▸ **Objective**: Please reproduce the lines of the listing below, starting at the line that contains "Where can the green" and stopping after the line that contains "point(469, 115)", with the requests included. Multiply each answer's point coordinates by 2.6 and round to whole numbers, halves up, but leave the numbers in the requests and their sample notation unchanged.

▸ **Records to use**:

********

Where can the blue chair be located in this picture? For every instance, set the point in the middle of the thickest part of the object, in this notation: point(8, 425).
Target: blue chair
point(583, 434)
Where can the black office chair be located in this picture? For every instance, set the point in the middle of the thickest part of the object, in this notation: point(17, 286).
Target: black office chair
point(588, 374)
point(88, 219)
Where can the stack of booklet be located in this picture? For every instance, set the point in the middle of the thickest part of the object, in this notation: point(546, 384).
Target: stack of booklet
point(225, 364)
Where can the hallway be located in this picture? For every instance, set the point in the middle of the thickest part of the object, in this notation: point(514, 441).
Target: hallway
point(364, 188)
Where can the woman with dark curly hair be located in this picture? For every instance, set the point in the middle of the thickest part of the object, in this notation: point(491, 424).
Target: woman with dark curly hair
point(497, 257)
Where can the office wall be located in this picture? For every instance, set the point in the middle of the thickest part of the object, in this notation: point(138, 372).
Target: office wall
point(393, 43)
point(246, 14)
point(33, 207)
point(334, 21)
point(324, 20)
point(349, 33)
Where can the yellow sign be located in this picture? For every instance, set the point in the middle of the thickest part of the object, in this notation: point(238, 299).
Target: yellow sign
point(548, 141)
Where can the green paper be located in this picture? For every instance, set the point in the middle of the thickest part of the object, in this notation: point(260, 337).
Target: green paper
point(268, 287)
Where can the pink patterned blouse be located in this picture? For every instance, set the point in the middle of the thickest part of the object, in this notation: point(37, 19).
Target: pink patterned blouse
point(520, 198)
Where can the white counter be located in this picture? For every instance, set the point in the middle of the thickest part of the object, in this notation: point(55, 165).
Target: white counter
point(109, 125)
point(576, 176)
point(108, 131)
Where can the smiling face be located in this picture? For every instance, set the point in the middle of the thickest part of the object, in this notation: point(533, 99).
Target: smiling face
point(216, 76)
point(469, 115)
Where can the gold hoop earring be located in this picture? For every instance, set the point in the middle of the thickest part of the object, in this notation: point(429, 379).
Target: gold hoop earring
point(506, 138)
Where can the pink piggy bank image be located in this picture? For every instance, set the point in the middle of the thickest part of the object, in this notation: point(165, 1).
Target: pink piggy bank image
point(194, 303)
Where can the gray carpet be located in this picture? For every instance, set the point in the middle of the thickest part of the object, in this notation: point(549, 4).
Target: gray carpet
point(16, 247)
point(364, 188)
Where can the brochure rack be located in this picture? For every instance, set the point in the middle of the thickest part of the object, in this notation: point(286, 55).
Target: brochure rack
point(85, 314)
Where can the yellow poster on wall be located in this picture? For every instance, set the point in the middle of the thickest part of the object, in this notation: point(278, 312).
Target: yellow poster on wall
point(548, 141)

********

▸ **Exercise response**:
Where can the green paper be located in this picture? For every instance, set the point in the middle of the thickest part of the object, in this notation: point(260, 337).
Target: green paper
point(697, 746)
Where can the pink patterned blouse be located in this picture? For every instance, set the point in the middle of the thickest part of the object, in this notation: point(37, 19).
Target: pink patterned blouse
point(1352, 515)
Where can the white counter be located in this picture? For every instance, set the point in the middle of the thickest part of the object, in this notation: point(55, 165).
Target: white counter
point(283, 325)
point(1498, 458)
point(281, 341)
Where can the smiling face be located in this picture? For every instance, set the point in the middle of the thickest part of the object, in this notation: point(533, 99).
Target: smiling face
point(562, 198)
point(1219, 299)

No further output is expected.